◆ **Extract provided**
==*==

Intelligence_ From Secrets to Policy - Mark M. Lowenthal [195]
Several points stand out across these various efforts. First, as stated earlier, the campaign against terrorism has forced the intelligence agencies to reexamine how they operate and the types of information that may be useful. Second, these efforts underscore the multifaceted aspects of countering terrorism and the difficulties inherent in combating it. The terrorism target is, in many ways, much more complex than was the old Soviet foe. Third, even with a well-conceived collection plan, it will be very difficult to coordinate all of these efforts and to use the collected data in ways that produce meaningful results, as opposed to overwhelming analysts with huge databases. Fourth, these efforts will increase the demands for oversight of intelligence, both internally and externally.
PROLIFERATION
Preventing the proliferation of weapons of mass destruction has been a long-standing goal of U.S. policy, but it is now a more important issue with added dimensions. The United States has always given primary emphasis to nuclear weapons, given their lethal capability and the fact that they were central to the U.S.-Soviet relationship. But even during the cold war, the United States also worked to contain the spread of chemical and biological weapons (CBW or CW and BW). The nexus between terrorism and WMD has given added importance to the issue. Since the Iraq WMD estimate in 2002, intelligence efforts regarding proliferation have been an ongoing source of controversy and of political and sometimes partisan debate.

==*==

◆ **Supplied entries**
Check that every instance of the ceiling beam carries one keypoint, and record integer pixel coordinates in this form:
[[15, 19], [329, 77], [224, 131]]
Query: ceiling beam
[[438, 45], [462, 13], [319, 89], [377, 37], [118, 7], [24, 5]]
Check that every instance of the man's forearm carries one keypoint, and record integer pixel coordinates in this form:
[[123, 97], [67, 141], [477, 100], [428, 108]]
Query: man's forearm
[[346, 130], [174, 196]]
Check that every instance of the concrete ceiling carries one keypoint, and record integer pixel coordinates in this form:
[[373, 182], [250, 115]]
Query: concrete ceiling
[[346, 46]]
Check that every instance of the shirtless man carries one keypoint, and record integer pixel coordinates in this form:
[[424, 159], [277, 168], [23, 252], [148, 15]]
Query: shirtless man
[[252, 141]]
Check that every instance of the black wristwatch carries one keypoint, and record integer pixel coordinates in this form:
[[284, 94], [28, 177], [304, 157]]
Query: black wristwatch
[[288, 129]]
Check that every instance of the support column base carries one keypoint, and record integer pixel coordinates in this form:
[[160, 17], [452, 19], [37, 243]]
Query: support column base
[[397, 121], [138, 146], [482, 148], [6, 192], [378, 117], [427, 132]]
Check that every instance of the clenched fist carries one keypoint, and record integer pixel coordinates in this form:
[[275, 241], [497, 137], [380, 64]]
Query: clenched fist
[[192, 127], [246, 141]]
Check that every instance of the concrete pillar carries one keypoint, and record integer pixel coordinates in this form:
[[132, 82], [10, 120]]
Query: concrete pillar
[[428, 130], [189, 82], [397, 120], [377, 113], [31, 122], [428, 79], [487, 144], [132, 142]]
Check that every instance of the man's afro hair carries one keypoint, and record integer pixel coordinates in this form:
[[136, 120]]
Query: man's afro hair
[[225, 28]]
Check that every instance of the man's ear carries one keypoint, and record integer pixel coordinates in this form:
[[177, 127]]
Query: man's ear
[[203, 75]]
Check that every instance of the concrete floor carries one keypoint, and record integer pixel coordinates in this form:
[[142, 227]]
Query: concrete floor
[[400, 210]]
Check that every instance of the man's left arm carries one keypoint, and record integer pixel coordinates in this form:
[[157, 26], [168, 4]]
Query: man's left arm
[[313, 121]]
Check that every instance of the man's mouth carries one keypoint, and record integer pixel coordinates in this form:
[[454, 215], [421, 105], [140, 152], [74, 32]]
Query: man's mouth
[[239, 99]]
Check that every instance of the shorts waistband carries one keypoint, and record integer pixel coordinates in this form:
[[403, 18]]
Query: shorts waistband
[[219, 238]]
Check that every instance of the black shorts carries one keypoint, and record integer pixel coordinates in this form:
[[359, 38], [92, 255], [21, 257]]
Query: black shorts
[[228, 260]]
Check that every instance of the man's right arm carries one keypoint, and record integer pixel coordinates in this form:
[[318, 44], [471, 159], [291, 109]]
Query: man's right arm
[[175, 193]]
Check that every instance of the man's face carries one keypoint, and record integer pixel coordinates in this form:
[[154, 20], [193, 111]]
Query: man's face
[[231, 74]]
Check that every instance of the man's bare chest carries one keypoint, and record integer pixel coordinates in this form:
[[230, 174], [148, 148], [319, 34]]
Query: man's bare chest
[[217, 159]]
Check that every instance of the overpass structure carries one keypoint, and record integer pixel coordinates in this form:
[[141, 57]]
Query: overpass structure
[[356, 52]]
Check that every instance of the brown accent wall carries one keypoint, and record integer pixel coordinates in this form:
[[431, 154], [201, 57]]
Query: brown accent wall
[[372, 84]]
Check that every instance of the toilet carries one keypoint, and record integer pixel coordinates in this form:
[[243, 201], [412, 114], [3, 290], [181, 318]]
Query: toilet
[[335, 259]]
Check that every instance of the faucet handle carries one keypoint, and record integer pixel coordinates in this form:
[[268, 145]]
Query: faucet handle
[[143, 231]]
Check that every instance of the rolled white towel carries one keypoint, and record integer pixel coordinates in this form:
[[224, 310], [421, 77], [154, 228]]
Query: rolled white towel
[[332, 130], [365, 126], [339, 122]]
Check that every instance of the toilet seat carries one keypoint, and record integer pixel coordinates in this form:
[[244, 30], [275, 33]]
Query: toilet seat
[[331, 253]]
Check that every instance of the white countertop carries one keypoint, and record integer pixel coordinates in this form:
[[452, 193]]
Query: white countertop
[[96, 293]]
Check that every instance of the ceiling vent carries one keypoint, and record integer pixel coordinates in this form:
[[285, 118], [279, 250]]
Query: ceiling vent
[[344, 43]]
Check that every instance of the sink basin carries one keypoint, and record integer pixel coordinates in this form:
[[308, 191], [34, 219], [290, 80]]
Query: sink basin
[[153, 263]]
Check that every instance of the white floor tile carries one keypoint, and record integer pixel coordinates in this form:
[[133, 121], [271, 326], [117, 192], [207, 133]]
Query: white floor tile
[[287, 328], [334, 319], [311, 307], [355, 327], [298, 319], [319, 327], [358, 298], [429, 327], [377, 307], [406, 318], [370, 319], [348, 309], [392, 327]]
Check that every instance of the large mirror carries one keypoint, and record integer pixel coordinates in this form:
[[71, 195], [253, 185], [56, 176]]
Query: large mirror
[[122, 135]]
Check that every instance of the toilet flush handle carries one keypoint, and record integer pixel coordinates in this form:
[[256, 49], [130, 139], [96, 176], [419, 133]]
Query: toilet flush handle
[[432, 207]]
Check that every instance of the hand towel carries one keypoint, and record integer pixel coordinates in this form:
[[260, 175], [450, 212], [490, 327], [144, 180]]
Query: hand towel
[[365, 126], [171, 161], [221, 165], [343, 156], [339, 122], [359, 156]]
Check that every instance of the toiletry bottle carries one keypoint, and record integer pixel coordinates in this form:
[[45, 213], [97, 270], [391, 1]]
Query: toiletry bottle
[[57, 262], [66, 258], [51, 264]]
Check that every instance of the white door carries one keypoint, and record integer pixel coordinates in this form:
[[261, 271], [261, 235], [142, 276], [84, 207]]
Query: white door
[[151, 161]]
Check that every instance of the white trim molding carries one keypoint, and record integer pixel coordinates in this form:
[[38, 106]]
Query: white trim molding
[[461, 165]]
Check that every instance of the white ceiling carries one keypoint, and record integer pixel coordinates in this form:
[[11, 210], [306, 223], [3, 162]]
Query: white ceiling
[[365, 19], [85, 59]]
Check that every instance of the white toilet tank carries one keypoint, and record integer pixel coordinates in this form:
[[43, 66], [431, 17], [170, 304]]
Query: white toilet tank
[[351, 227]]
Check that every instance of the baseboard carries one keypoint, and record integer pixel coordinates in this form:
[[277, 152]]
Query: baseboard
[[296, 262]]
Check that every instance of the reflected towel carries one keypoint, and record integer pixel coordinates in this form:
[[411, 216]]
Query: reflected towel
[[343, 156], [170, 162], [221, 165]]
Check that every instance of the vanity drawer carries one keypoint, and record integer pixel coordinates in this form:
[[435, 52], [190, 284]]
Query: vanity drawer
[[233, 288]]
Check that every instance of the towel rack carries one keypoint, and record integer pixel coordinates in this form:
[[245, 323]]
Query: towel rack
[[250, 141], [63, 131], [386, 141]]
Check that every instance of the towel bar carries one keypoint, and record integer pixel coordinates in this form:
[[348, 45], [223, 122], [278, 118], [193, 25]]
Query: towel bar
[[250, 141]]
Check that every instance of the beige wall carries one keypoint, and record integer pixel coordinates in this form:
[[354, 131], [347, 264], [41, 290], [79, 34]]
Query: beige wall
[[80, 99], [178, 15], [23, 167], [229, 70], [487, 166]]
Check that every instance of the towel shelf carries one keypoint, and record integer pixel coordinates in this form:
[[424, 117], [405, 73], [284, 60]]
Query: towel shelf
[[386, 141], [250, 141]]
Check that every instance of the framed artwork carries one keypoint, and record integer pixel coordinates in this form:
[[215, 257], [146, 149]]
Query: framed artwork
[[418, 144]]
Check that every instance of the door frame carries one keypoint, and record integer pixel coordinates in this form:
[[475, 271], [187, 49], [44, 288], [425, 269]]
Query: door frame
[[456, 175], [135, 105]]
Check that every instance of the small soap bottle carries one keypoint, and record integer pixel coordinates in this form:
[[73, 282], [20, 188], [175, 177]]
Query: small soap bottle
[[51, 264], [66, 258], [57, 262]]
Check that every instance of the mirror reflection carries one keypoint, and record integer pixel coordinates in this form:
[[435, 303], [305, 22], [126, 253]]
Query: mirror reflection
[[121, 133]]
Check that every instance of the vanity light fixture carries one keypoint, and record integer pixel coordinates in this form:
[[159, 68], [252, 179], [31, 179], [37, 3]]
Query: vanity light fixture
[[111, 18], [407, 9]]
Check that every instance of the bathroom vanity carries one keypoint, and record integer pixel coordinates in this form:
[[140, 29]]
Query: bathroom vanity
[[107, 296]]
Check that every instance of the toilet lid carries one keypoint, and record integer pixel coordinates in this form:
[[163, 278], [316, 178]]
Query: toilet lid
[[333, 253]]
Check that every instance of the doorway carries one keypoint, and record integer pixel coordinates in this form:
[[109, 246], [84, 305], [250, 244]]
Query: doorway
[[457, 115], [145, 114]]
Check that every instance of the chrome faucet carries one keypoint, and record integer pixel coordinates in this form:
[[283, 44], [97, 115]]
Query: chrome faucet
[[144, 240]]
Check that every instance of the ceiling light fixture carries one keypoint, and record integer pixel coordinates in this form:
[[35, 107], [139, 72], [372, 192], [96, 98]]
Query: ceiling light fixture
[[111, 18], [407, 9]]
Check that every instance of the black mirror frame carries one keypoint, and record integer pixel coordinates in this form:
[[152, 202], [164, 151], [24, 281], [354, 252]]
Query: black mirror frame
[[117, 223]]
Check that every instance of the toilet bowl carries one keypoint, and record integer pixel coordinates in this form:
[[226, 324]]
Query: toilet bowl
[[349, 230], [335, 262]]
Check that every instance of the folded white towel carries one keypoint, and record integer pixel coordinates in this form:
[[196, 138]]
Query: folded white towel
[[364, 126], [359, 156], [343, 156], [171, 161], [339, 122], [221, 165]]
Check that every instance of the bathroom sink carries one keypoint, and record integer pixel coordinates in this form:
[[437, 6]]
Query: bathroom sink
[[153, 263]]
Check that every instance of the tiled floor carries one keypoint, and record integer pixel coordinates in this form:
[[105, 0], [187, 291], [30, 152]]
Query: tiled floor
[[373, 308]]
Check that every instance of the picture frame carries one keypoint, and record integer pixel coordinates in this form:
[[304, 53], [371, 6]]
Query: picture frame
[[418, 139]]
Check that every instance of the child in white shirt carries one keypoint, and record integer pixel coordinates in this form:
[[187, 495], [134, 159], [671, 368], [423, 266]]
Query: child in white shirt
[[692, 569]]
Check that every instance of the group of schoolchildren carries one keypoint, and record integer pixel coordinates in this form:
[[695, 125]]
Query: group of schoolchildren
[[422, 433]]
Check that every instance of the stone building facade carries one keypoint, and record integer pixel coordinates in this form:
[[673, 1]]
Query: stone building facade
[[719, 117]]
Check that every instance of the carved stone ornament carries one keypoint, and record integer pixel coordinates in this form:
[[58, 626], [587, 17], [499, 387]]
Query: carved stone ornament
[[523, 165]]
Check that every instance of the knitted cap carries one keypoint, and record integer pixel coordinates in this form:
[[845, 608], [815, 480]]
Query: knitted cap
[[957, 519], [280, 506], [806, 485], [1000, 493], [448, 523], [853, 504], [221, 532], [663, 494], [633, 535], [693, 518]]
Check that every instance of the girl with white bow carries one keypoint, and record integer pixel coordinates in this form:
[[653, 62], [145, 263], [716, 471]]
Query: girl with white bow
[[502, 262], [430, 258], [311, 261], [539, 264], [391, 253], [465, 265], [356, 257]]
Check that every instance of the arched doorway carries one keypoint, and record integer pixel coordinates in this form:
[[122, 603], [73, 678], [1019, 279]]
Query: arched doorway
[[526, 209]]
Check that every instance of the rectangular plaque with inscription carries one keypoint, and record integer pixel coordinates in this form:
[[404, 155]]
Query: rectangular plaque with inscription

==*==

◆ **Task**
Answer these questions about the extract on terrorism and proliferation:
(a) What older foe does the extract say the terrorism target is more complex than?
(b) Which weapons has the United States always given primary emphasis to?
(c) Since what event have intelligence efforts on proliferation been a source of ongoing controversy?
The entries were taken from a different source than the text.

◆ **Response**
(a) The old Soviet foe.
(b) Nuclear weapons.
(c) The Iraq WMD estimate in 2002.